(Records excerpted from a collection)
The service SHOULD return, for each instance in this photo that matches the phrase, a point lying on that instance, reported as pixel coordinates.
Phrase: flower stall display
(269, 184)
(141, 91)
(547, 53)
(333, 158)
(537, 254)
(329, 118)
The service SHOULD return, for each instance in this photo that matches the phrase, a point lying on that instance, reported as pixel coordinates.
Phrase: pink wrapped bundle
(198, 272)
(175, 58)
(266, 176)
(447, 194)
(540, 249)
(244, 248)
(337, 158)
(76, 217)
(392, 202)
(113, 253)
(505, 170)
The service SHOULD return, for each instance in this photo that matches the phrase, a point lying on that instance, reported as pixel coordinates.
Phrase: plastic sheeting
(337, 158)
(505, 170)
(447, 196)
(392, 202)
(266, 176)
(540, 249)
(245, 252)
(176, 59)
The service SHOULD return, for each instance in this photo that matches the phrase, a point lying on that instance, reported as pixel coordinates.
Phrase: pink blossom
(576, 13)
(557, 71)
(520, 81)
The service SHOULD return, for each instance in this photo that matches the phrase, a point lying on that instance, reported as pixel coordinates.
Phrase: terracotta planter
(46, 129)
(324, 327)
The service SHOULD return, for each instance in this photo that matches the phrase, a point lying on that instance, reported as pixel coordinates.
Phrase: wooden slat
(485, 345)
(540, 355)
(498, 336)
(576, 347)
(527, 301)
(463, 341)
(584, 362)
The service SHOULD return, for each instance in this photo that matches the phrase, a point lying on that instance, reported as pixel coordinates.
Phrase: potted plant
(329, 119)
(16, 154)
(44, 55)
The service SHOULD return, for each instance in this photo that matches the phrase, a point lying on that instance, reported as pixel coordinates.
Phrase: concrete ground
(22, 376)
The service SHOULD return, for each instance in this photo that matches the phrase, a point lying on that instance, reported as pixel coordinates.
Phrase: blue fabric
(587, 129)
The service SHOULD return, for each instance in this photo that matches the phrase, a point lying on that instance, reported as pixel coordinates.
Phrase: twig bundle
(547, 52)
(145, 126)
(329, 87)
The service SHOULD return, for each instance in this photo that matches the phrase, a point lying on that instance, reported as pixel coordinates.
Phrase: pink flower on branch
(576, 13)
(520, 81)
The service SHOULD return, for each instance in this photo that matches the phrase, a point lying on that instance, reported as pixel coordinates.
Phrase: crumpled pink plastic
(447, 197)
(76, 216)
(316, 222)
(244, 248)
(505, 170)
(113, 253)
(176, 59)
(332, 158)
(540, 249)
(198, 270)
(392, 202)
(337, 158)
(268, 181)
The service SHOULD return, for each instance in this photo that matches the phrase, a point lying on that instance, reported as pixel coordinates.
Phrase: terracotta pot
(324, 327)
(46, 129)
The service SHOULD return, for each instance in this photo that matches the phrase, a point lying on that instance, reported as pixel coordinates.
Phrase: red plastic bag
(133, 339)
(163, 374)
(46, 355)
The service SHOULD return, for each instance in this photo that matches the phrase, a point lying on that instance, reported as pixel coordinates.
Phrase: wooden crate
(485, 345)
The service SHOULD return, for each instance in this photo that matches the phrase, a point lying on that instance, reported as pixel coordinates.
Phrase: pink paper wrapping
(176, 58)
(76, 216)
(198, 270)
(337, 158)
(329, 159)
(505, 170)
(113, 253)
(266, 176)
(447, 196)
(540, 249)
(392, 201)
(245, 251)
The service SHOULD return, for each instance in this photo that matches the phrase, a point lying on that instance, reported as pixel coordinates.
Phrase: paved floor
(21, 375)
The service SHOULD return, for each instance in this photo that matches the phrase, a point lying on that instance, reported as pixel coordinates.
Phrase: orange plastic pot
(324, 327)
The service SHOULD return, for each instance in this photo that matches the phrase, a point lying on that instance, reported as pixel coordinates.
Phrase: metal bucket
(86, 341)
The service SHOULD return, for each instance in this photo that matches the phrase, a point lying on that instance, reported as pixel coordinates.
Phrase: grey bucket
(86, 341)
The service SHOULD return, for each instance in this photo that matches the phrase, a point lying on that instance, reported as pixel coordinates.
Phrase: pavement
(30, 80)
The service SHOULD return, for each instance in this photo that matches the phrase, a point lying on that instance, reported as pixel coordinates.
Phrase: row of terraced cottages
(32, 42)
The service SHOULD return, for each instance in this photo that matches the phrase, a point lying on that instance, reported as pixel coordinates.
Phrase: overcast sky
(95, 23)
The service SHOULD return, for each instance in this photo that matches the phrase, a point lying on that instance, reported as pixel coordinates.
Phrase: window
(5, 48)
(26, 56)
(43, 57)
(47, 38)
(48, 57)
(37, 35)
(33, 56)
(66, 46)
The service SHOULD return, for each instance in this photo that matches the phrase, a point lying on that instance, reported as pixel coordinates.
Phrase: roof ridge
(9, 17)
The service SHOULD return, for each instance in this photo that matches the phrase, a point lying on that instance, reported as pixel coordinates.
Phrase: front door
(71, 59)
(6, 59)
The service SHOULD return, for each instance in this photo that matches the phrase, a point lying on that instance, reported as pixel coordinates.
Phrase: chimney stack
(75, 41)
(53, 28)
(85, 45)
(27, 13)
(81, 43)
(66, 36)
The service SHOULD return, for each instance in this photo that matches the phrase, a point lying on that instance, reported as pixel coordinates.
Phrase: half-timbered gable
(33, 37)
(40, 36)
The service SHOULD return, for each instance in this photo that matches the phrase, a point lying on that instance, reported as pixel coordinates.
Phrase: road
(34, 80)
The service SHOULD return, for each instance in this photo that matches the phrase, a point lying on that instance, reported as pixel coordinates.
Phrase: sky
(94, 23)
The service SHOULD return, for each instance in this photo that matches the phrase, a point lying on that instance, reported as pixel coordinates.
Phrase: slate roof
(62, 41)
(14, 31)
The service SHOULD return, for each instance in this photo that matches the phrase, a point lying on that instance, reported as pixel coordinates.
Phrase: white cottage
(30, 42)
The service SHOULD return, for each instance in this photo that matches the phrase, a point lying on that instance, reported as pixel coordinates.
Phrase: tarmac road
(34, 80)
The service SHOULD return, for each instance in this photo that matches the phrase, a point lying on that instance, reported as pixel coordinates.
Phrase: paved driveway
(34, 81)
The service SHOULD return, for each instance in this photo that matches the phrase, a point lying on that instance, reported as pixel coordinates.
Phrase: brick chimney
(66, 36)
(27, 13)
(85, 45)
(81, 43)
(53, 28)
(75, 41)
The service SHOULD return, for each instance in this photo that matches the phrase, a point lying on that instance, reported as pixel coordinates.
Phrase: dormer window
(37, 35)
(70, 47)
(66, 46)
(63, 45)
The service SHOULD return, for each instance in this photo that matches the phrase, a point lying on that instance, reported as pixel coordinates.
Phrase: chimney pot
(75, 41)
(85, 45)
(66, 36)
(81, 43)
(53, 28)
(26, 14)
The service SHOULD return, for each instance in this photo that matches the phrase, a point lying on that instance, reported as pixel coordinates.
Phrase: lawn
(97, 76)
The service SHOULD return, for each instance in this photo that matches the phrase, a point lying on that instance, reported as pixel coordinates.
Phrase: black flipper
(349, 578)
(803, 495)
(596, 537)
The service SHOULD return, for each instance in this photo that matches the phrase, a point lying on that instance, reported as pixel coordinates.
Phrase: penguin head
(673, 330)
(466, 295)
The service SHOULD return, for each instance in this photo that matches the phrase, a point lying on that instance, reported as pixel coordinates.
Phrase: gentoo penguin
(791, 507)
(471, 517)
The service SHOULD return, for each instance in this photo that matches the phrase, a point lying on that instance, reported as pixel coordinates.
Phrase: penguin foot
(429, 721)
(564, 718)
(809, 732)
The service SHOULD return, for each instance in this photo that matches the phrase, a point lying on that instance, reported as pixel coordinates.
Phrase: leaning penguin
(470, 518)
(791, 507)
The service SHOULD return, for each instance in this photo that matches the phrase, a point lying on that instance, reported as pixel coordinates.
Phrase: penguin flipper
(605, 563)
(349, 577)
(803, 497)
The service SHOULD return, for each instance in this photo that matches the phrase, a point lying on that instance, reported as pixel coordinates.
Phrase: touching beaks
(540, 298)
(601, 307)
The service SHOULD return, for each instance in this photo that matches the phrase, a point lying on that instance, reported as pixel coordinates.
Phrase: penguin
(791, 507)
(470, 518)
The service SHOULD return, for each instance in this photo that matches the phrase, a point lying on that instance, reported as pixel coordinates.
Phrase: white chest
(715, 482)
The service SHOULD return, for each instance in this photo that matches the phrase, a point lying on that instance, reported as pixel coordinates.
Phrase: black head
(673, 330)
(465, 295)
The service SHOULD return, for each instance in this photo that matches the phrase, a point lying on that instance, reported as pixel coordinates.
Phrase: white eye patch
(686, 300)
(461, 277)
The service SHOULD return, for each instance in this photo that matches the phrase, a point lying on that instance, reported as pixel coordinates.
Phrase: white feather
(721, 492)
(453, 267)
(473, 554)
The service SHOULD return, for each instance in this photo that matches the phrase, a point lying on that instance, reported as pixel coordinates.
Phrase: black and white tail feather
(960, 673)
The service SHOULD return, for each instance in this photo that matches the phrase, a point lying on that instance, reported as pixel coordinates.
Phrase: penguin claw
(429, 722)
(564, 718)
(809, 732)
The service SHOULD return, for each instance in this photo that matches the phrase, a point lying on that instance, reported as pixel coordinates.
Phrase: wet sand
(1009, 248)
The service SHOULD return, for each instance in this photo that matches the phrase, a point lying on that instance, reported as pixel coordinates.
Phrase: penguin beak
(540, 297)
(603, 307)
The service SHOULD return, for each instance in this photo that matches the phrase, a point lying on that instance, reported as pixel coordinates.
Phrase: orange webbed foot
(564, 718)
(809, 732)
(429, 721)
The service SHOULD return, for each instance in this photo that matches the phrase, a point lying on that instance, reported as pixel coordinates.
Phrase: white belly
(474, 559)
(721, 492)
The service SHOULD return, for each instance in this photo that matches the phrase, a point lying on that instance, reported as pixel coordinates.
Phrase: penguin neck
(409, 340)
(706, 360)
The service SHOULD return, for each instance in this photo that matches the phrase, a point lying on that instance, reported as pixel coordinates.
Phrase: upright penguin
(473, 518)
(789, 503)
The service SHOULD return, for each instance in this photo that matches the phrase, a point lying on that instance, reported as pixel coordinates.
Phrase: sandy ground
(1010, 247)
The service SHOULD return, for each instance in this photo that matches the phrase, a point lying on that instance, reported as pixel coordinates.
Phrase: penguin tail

- [THE TASK] Return each line of the material that contains the string "chimney", copying every such line in full. Matches are case-sensitive.

- [TASK ANSWER]
Phrase: chimney stack
Phrase: brick chimney
Phrase: chimney pot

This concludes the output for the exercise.